SOURCE PASSAGE:
[Begin]

Best alternative to maildir?

Bart Schouten lists at xenhideout.nl
Fri Sep 19 19:22:19 BST 2014


Hi,

I'll tell you a very short story. Believe it or not, but I lost important 
emails due to the fact that my backup tool that I used (IMAPSize) uses a 
maildir format to store its backups and as a result of that choice (to use 
that tool) I became careless and made some bad choices which resulted in 
Thunderbird (most likely) corrupting its mail store without me knowing it 
and deleting the entire month of May and June (almost, save for one 
message) and half of March and more messages from July. This year.

And because I was careless and didn't notice, I deleted the backups I had 
before and Thunderbird obviously also deleted all of that from my IMAP 
store.

Which is just a remote host that hopefully and likely will have a backup 
since this only happened 2 weeks ago.

[End]

GOAL 1: Collect every row that contains the string "face" and copy each one in full. Case counts.
The rows have no connection to the post.

Stored data entries:
[Begin]

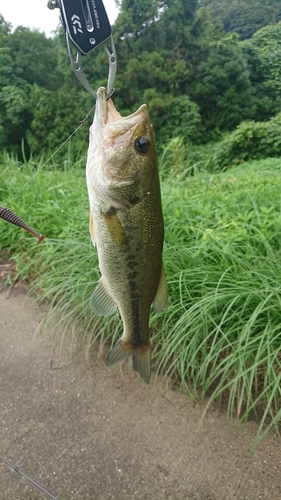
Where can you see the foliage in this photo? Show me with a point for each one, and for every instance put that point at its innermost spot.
(245, 17)
(263, 53)
(251, 140)
(223, 91)
(220, 335)
(198, 82)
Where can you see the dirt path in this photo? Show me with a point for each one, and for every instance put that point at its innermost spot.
(94, 433)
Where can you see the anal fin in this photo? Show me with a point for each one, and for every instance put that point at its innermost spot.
(161, 298)
(141, 358)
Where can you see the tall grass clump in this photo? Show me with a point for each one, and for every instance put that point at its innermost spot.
(220, 337)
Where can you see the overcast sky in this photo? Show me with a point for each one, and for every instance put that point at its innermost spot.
(35, 14)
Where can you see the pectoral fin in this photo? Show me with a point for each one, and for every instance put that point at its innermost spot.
(92, 229)
(115, 228)
(161, 299)
(102, 303)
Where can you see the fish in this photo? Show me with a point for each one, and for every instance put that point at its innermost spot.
(126, 226)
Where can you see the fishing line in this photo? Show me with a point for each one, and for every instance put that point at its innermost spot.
(55, 152)
(28, 478)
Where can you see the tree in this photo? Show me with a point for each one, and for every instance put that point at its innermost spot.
(245, 17)
(223, 90)
(263, 54)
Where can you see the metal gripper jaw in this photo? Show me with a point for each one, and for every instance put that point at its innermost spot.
(87, 27)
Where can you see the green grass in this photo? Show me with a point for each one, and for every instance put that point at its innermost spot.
(220, 338)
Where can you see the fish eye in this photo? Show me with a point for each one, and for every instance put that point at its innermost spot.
(142, 144)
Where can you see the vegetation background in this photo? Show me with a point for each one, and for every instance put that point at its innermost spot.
(211, 75)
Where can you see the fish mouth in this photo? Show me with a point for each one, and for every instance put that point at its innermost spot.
(110, 121)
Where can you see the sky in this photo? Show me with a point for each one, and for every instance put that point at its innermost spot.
(35, 14)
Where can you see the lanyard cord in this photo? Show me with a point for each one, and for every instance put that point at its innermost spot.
(28, 478)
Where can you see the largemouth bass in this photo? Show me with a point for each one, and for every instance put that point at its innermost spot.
(126, 225)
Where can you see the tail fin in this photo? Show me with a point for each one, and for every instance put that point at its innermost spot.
(141, 358)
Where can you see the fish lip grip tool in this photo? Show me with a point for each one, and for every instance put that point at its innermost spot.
(87, 27)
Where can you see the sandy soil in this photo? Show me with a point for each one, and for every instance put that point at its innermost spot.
(84, 431)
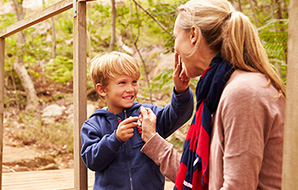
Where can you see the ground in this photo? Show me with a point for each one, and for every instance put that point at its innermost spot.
(20, 155)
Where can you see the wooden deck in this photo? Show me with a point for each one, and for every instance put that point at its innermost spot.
(42, 180)
(48, 180)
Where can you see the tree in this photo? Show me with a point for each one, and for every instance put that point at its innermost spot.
(290, 162)
(114, 14)
(32, 101)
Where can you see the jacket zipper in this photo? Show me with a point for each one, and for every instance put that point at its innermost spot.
(128, 162)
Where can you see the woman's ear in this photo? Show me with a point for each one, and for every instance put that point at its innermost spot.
(194, 34)
(101, 90)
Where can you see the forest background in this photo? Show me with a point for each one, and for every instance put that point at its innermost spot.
(39, 62)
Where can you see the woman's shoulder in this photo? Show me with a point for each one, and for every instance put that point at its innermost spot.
(251, 86)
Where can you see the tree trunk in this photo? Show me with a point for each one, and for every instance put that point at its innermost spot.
(113, 37)
(290, 158)
(32, 101)
(53, 38)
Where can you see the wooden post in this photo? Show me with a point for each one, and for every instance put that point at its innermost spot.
(79, 91)
(2, 58)
(290, 158)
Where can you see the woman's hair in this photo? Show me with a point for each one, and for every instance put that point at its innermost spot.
(230, 32)
(105, 66)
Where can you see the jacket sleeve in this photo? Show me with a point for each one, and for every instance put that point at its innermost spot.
(97, 153)
(174, 115)
(164, 155)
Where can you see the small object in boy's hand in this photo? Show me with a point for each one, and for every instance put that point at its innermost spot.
(180, 62)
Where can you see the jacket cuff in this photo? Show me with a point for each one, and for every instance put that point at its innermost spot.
(151, 150)
(184, 97)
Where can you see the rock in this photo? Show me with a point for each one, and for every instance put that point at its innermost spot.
(53, 111)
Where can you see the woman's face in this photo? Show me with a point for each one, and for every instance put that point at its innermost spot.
(185, 42)
(183, 47)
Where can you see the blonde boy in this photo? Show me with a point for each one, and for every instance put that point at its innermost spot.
(111, 141)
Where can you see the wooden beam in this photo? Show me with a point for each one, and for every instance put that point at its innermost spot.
(2, 58)
(79, 92)
(290, 158)
(36, 18)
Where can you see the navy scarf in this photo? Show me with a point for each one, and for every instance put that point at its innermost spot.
(193, 170)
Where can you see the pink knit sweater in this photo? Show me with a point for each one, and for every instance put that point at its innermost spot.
(247, 137)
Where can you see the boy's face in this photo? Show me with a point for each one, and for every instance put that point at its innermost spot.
(121, 92)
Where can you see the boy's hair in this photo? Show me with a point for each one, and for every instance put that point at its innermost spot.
(105, 66)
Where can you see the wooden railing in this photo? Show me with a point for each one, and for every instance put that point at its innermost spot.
(79, 75)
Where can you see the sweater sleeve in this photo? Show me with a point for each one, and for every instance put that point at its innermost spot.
(244, 117)
(174, 115)
(164, 155)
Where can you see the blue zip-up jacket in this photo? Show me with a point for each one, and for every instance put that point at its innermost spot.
(121, 165)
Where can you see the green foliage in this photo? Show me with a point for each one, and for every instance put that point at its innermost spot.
(60, 69)
(274, 35)
(163, 82)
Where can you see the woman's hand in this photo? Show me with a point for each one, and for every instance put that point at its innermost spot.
(125, 128)
(181, 81)
(147, 120)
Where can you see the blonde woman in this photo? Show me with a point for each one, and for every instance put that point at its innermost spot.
(236, 138)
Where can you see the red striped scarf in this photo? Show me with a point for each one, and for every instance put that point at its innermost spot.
(193, 170)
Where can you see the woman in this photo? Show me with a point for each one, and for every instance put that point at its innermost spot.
(236, 138)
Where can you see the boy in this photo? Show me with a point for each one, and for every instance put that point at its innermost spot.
(111, 141)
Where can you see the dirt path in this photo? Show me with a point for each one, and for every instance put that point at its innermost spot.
(25, 158)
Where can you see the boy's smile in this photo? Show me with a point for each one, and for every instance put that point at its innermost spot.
(121, 92)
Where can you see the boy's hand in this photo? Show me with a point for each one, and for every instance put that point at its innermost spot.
(148, 123)
(125, 128)
(181, 81)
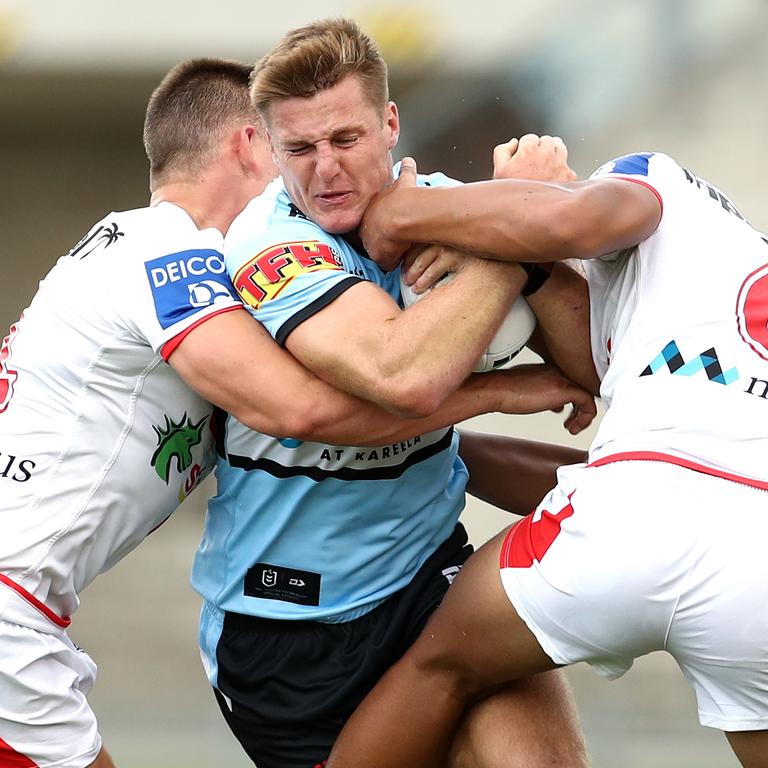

[End]

GOAL 2: In the post, what format does the backup tool IMAPSize use to store its backups?

CORRECT RESULT 1:
Where can you see the woman's face in this photo? Show me with a point for each one, and for every instance put that point at its innermost spot.
Where can you see the boy's face in this photo? Show me with a point for each one, and for every instance put that point at its innermost spot.

CORRECT RESULT 2: A maildir format.